>> begin

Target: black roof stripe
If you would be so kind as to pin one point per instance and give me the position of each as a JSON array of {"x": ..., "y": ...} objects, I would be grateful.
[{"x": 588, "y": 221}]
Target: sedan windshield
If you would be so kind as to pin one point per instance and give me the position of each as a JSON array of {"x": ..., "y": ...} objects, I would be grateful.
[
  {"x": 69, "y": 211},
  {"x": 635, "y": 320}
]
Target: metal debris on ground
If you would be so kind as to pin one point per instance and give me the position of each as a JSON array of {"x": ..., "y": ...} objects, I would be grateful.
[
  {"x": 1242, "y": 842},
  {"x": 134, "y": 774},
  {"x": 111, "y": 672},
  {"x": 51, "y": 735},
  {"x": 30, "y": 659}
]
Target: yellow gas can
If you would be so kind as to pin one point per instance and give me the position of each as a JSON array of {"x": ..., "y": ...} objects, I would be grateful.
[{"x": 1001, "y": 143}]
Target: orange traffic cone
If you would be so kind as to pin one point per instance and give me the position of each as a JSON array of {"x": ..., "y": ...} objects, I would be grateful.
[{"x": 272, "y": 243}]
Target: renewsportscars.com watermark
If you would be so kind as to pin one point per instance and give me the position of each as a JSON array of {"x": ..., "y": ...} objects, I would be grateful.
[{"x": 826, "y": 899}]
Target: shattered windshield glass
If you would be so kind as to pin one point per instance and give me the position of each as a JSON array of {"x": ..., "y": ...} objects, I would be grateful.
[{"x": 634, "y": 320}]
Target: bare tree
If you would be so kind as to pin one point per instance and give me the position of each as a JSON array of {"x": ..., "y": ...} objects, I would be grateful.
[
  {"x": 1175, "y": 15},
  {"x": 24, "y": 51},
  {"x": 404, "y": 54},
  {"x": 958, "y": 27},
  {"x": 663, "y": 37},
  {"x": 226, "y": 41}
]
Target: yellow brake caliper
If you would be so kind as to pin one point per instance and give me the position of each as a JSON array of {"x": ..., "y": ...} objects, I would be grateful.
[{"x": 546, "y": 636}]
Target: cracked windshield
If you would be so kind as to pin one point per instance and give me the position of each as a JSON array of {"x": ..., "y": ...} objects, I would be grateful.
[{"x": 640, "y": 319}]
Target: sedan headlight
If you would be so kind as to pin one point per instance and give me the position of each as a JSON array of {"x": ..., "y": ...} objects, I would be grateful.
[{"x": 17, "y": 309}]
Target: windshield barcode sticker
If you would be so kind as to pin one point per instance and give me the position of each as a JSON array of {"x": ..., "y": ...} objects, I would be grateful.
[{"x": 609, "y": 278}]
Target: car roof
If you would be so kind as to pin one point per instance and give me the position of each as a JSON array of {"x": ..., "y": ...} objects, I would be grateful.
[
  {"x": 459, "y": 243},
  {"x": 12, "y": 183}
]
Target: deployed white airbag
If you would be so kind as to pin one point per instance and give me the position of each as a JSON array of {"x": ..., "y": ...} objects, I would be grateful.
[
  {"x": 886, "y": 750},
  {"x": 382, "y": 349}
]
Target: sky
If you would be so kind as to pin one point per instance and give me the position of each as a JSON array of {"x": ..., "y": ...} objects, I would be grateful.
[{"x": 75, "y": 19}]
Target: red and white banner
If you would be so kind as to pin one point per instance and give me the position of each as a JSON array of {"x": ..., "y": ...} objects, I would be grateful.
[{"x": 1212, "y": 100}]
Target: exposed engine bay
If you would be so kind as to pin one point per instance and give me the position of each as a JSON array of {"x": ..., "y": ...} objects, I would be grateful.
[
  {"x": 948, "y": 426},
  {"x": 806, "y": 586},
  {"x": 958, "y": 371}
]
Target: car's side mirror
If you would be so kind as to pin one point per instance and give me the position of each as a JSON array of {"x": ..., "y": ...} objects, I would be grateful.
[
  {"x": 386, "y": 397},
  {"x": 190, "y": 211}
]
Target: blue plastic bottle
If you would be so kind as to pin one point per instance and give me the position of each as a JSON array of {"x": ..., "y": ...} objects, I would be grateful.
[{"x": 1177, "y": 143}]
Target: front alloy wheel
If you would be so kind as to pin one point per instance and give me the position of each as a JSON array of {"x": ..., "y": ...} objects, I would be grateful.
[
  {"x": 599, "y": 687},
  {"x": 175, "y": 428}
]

>> end

### SHORT PROBLEM:
Rewrite all of the records above as a JSON list of strings with one string per line, leaving out any blank lines.

### THE RESULT:
[
  "Target: black roof stripe",
  "If you would be so kind as to pin one point per instance and give me the position of each as a JSON array of {\"x\": ..., \"y\": ...} objects, I would be grateful.",
  "[{\"x\": 588, \"y\": 221}]",
  "Target: sedan windshield",
  "If you would be so kind as to pin one point per instance and give me the position of each as a JSON array of {\"x\": ..., \"y\": ...} objects, I would be grateful.",
  "[",
  "  {\"x\": 69, \"y\": 211},",
  "  {\"x\": 635, \"y\": 320}",
  "]",
  "Target: metal debris on ground",
  "If you would be so kind as to pin one point per instance and give me the position of each as a JSON array of {\"x\": ..., \"y\": ...} objects, I would be grateful.",
  "[",
  "  {\"x\": 1242, \"y\": 842},",
  "  {\"x\": 134, \"y\": 774},",
  "  {\"x\": 111, \"y\": 672},",
  "  {\"x\": 51, \"y\": 735},",
  "  {\"x\": 30, \"y\": 659}",
  "]",
  "Target: yellow gas can",
  "If you would be so kind as to pin one point per instance and give me the position of each as a JSON array of {\"x\": ..., \"y\": ...} objects, I would be grateful.",
  "[{\"x\": 1001, \"y\": 143}]",
  "Target: orange traffic cone",
  "If you would be so kind as to pin one point per instance and give me the position of each as a JSON array of {\"x\": ..., \"y\": ...} objects, I would be grateful.",
  "[{\"x\": 272, \"y\": 243}]",
  "Target: renewsportscars.com watermark",
  "If you would be so kind as to pin one point per instance and give me the position of each as a JSON array of {\"x\": ..., \"y\": ...} objects, I would be grateful.",
  "[{\"x\": 826, \"y\": 899}]",
  "Target: shattered windshield glass",
  "If you would be so kind as to pin one point per instance and give me the position of each as a JSON array of {\"x\": ..., \"y\": ...} objects, I would be grateful.",
  "[{\"x\": 634, \"y\": 320}]",
  "Target: bare tree",
  "If you would be so kind as to pin one point per instance and give me the position of each as a JSON array of {\"x\": ..., \"y\": ...} objects, I would be grateful.",
  "[",
  "  {\"x\": 1175, \"y\": 15},",
  "  {\"x\": 24, \"y\": 51},",
  "  {\"x\": 404, \"y\": 54},",
  "  {\"x\": 958, \"y\": 27},",
  "  {\"x\": 663, \"y\": 37},",
  "  {\"x\": 226, \"y\": 41}",
  "]",
  "Target: yellow brake caliper",
  "If you would be so kind as to pin one point per instance and give me the position of each as a JSON array of {\"x\": ..., \"y\": ...} objects, I would be grateful.",
  "[{\"x\": 546, \"y\": 636}]",
  "Target: cracked windshield",
  "If you would be so kind as to pin one point per instance and give me the position of each as a JSON array of {\"x\": ..., \"y\": ...} objects, I would be grateful.",
  "[{\"x\": 640, \"y\": 319}]",
  "Target: sedan headlight",
  "If you would be so kind as to pin one point per instance and give me the position of each as a JSON array of {\"x\": ..., \"y\": ...} objects, I would be grateful.",
  "[{\"x\": 17, \"y\": 309}]",
  "Target: windshield barcode sticker",
  "If you would be so kind as to pin one point per instance and give me the position of each as a JSON array of {\"x\": ..., \"y\": ...} objects, I would be grateful.",
  "[{\"x\": 609, \"y\": 278}]",
  "Target: car roof",
  "If you would be so kind as to pin one point per instance and give me the position of each as a JSON array of {\"x\": ..., \"y\": ...} objects, I would be grateful.",
  "[",
  "  {\"x\": 459, \"y\": 243},",
  "  {\"x\": 12, \"y\": 183}",
  "]",
  "Target: deployed white airbag",
  "If you would be so kind as to pin one point per instance and give me the position of each as a JSON array of {\"x\": ..., \"y\": ...} objects, I would be grateful.",
  "[",
  "  {\"x\": 886, \"y\": 750},",
  "  {\"x\": 382, \"y\": 349}",
  "]",
  "Target: sky",
  "If you would be so kind as to pin one point per instance and give me the position of each as a JSON array of {\"x\": ..., \"y\": ...} objects, I would be grateful.",
  "[{\"x\": 75, \"y\": 19}]",
  "Target: red and white banner",
  "If you would be so kind as to pin one point per instance and give me the position of each as a JSON array of {\"x\": ..., \"y\": ...} objects, I would be grateful.",
  "[{\"x\": 1212, \"y\": 100}]",
  "Target: exposed engine bay",
  "If you would be so kind as to pin one point per instance and give me the position of each as a JSON array of {\"x\": ..., \"y\": ...} objects, I would be grateful.",
  "[",
  "  {\"x\": 948, \"y\": 426},",
  "  {\"x\": 806, \"y\": 586},",
  "  {\"x\": 958, \"y\": 371}",
  "]",
  "Target: car's side mirror",
  "If you would be so kind as to pin one point per instance and give me the position of each as a JSON array of {\"x\": ..., \"y\": ...} objects, I would be grateful.",
  "[",
  "  {\"x\": 386, \"y\": 397},",
  "  {\"x\": 190, \"y\": 211}",
  "]",
  "Target: blue plastic bottle",
  "If you would be so kind as to pin one point per instance and give me the position of each as a JSON array of {\"x\": ..., \"y\": ...} objects, I would be grateful.",
  "[{\"x\": 1177, \"y\": 143}]",
  "Target: front alloy wheel",
  "If you would be so kind as to pin one point per instance and give me the position of each as a JSON array of {\"x\": ..., \"y\": ...} objects, I would be grateful.",
  "[",
  "  {\"x\": 599, \"y\": 687},",
  "  {\"x\": 175, \"y\": 428}",
  "]"
]